### Brief
Exactly repeat all the records below, omitting the images they hold.

>> start The records

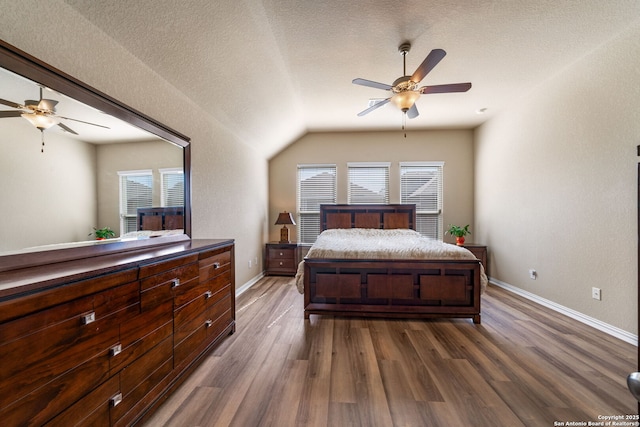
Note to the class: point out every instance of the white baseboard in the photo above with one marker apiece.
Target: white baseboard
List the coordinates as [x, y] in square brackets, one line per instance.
[242, 289]
[588, 320]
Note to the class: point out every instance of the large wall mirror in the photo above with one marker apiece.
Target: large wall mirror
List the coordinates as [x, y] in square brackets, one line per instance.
[73, 161]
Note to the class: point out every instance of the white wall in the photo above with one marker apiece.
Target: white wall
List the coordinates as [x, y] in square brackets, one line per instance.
[46, 198]
[229, 180]
[453, 147]
[556, 186]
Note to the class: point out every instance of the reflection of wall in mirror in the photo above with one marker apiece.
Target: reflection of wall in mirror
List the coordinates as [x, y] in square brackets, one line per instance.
[112, 158]
[49, 197]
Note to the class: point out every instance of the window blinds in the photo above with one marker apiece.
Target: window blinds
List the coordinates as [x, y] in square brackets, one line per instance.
[316, 186]
[421, 184]
[172, 191]
[136, 190]
[368, 183]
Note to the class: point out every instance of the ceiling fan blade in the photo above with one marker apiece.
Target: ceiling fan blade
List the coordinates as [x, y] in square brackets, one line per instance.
[369, 83]
[4, 114]
[453, 87]
[412, 112]
[10, 104]
[373, 107]
[67, 128]
[428, 64]
[47, 104]
[86, 123]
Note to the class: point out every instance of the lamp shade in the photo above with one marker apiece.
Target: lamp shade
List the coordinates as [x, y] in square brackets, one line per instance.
[405, 100]
[285, 218]
[40, 121]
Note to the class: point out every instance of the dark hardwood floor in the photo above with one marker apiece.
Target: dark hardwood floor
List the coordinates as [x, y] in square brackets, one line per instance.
[525, 365]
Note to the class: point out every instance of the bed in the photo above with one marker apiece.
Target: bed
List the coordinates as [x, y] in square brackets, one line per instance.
[409, 283]
[160, 218]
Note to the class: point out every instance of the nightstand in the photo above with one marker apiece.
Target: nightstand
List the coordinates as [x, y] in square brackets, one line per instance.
[281, 259]
[480, 251]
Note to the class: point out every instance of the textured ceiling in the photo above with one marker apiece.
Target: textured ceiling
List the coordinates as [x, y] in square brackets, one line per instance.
[272, 70]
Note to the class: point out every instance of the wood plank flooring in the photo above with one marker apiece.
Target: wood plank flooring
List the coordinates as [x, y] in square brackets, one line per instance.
[525, 365]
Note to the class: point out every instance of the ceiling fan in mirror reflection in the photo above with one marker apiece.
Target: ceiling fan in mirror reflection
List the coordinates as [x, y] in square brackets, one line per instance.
[41, 114]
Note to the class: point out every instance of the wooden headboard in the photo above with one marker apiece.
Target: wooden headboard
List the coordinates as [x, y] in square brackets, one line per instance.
[367, 216]
[154, 219]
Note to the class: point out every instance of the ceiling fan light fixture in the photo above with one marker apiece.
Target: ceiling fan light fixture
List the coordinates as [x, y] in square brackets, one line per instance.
[40, 121]
[405, 100]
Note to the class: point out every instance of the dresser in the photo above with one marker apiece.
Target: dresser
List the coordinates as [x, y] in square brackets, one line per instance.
[480, 252]
[102, 341]
[281, 259]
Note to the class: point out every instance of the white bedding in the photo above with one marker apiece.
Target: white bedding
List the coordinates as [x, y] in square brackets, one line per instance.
[365, 243]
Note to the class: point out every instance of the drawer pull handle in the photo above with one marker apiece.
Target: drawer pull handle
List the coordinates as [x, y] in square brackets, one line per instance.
[115, 350]
[89, 318]
[115, 400]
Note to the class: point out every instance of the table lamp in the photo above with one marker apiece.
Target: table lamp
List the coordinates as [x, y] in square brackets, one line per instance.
[285, 218]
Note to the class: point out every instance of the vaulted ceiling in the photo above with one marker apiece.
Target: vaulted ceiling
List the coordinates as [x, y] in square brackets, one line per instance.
[271, 70]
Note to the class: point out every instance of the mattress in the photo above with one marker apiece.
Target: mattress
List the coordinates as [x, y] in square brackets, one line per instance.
[398, 244]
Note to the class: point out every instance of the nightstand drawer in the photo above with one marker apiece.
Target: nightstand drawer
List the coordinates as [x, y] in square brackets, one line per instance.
[281, 258]
[280, 263]
[281, 253]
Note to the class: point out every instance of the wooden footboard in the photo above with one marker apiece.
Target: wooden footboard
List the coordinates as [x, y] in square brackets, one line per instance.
[392, 288]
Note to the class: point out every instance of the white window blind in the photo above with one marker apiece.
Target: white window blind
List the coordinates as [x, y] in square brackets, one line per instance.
[368, 183]
[316, 186]
[136, 190]
[421, 184]
[172, 187]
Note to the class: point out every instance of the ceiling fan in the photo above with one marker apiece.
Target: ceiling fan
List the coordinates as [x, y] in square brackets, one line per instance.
[405, 89]
[41, 114]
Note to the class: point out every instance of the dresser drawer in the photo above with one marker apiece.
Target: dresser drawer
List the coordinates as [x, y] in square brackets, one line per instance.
[44, 403]
[139, 378]
[91, 410]
[140, 334]
[214, 265]
[162, 287]
[63, 337]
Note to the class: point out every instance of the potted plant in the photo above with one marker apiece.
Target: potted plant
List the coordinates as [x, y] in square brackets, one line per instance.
[103, 233]
[459, 233]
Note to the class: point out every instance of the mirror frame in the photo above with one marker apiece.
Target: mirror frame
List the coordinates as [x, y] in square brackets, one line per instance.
[19, 62]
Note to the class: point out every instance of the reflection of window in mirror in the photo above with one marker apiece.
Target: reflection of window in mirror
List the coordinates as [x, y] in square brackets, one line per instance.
[136, 191]
[172, 187]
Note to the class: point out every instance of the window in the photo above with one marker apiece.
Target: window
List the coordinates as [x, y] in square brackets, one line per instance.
[316, 186]
[368, 183]
[421, 184]
[136, 189]
[172, 187]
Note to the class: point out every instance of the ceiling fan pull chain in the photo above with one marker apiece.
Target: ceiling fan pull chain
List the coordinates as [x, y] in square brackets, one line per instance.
[404, 124]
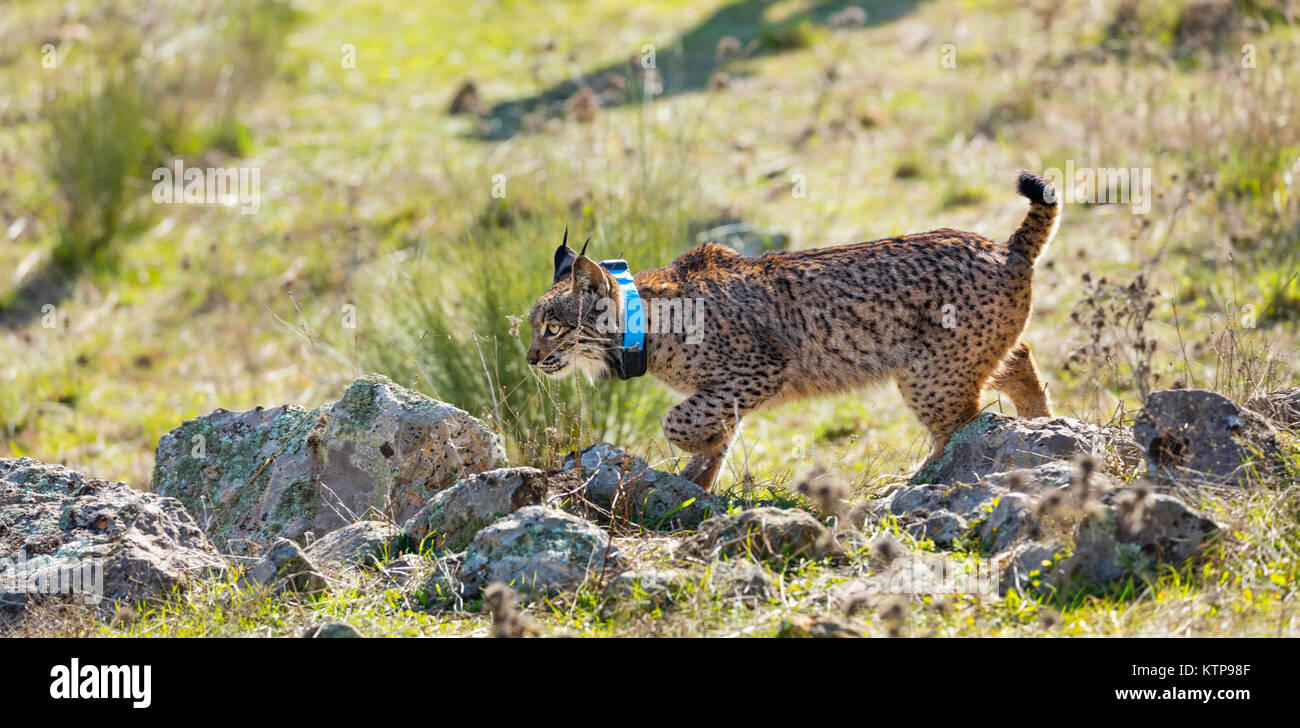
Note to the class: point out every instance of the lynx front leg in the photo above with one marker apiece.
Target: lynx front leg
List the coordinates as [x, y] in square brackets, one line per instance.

>> end The records

### Final result
Note to the class: point out every instance of the white baseboard in the photo above with one marker apiece.
Target: white baseboard
List the coordinates as [x, y] in square brackets, one line per instance.
[242, 289]
[588, 320]
Note to the class: point out every instance of the large wall mirror in the photo above with one marker apiece.
Target: large wall mirror
List the coordinates as [x, y] in square brackets, one line per instance.
[73, 161]
Note to the class: point out every instance of the white wall in the photo above with one marker apiece.
Target: white wall
List the coordinates as [x, y] in square brackets, one line per instance.
[46, 198]
[229, 180]
[453, 147]
[556, 186]
Note to the class: point out every instance of the reflection of wall in mirror in the photo above with one marker apiece.
Target: reflection of wall in mirror
List the coordinates as [x, y] in square brackets, one line per instance.
[112, 158]
[49, 197]
Note to the class: point out every instance of the window blinds in the photo above with one marker apiece.
Target: window blinds
List the coordinates as [x, y] in square brackets, one line per instance.
[316, 186]
[421, 184]
[172, 191]
[136, 190]
[368, 183]
Note to the class: point out every instance of the ceiling fan blade in the photo above with one marker apiece.
Target: ceiling fan blade
List the coordinates as [x, y] in square brackets, one line per instance.
[369, 83]
[4, 114]
[453, 87]
[412, 112]
[10, 104]
[373, 107]
[67, 128]
[428, 64]
[47, 104]
[86, 123]
Note to the class: point out every instance of the lamp shade in the photo above with one marker apiece.
Target: lamp shade
List the coordinates as [x, y] in square brackets, one line per instance.
[405, 100]
[285, 218]
[40, 121]
Note to the class: point out every instance of the dark hardwood floor in the photo above with one marker apiece.
Target: dark hardwood floor
List the coordinates as [x, y] in square brackets, one line per instance.
[525, 365]
Note to the class: point out every instance of the bed in the photo above with one marker apiece.
Target: bed
List the coordinates as [x, y] in square brackets, one line per instance.
[409, 283]
[160, 218]
Note to the class: point out every instance of the nightstand in the photo above with one marker apiece.
Target: nightstand
List the coordinates as [x, y] in square brackets, one line per instance.
[281, 259]
[480, 251]
Note to the class: point out every instance of the textured ceiling in the photo above with one marker apiece.
Target: textured ceiling
List the coordinates as [x, y] in square brackets, one line per instance.
[272, 70]
Note to the class: point out every instance of the wood plank flooring in the photo above with one marker apiece.
Target: wood plank flooring
List the coordinates as [x, y] in square brackets, one line per instance.
[525, 365]
Note to the class: point out every instance of the ceiling fan in mirror reflection in the photo above with one marker apiece.
Target: ceiling fan in mirror reflection
List the coordinates as [x, y] in square brackets, one line per instance.
[41, 114]
Note to the class: point out every instance of the wooden headboard in the photo above with one marker apiece.
Target: wooden headboard
List the coordinates as [x, y] in square brackets, one line per instance.
[367, 216]
[154, 219]
Note to the class: point out every instance of the ceiling fan light fixture in the photo above with one marker apiece.
Target: ceiling fan light fixture
List the coordinates as [x, y] in square brackets, one line per instance.
[40, 121]
[405, 100]
Note to the class: point out every instance of the dresser in the photo above with one marker apiece.
Target: dresser
List the coordinates as [x, y] in square brackets, one line per instance.
[480, 252]
[102, 341]
[281, 259]
Note to the class: point out every instance of the white bedding in the photo above with one marker apiece.
Target: white bedding
List the coordinates as [x, y] in square brackets, one line per instance.
[365, 243]
Note to the class: point out every instance of the drawer pull handle in the photo above with one marker apiece.
Target: drawer pull handle
List the coordinates as [x, y] in square brackets, one line per instance.
[115, 350]
[89, 318]
[115, 400]
Note to the class: point out every instance of the table lamp in the photo above with one marker apiece.
Target: table lamp
List the coordinates as [x, y] in square brackets, one line per instance.
[285, 218]
Note to the class: point out every instance of the vaulted ceiling in the photo above with one marker apiece.
Target: vaulted ceiling
List the coordinates as [x, y] in square brackets, one line per instance.
[271, 70]
Note to the class: point out every instance of the mattress in the photo above with one marker apiece.
Target: mattress
List the coordinates as [x, y] in square brackets, one line per instance.
[398, 244]
Note to the class: point out every instance of the nightstand drawer in the photo above with one marker apiece.
Target: nightstand drawer
List the coordinates as [x, y] in square brackets, one line per instance.
[281, 258]
[280, 263]
[281, 253]
Note to the class: point out every instance of the wooden footboard in the photo above with one marker apiece.
Target: wooden footboard
List the coordinates as [x, y] in square brackets, one line per instance.
[392, 288]
Note to the class: point out every instance of the white window blind in the photo above with one marker apiece.
Target: white window blind
List the coordinates as [x, y] in square brackets, one line per instance.
[368, 183]
[316, 186]
[136, 190]
[421, 184]
[172, 187]
Note to the class: point out every instance of the ceiling fan in the photo above with one marker apiece.
Target: ceiling fan
List the coordinates as [x, y] in square brackets, one line per instance.
[405, 89]
[41, 114]
Note to the class: point out every instance of the dresser drawer in the photo above with one marker apiece.
Target: dresser drawer
List the coordinates as [x, y] in square brackets, one line per instance.
[44, 403]
[139, 378]
[91, 410]
[140, 334]
[214, 265]
[162, 287]
[63, 337]
Note to the class: point out every instance of the potted plant in the photo above with one marker apiece.
Target: potted plant
List the coordinates as [x, y] in square brackets, one line per instance.
[103, 233]
[459, 233]
Note to the class: point out every instance of the mirror frame in the photo above with one marker apiece.
Target: mirror frame
List the coordinates as [x, y] in square brackets, one line per instance.
[19, 62]
Note to the class: point out every instance of the reflection of window in mirror in the photo above with one marker apiece.
Target: reflection of window in mirror
List the coordinates as [x, y] in square brackets, one line per instance.
[136, 191]
[172, 187]
Note to the class: point out every instance of the window in the photo above with one marker apiece.
Target: window
List the coordinates as [x, y] in square brackets, one line per instance.
[316, 186]
[368, 183]
[421, 184]
[136, 189]
[172, 187]
Note to the class: point out every instance of the ceiling fan pull chain in the photo above with one marker apiece.
Target: ceiling fan pull chain
List the coordinates as [x, y] in square brackets, one line per instance.
[404, 124]
Note to the class: point out every instance of the lynx front leg in the photo above with one marker apiece.
Target: lynx front leg
List the coordinates as [x, y] in square brackets, one line per instance.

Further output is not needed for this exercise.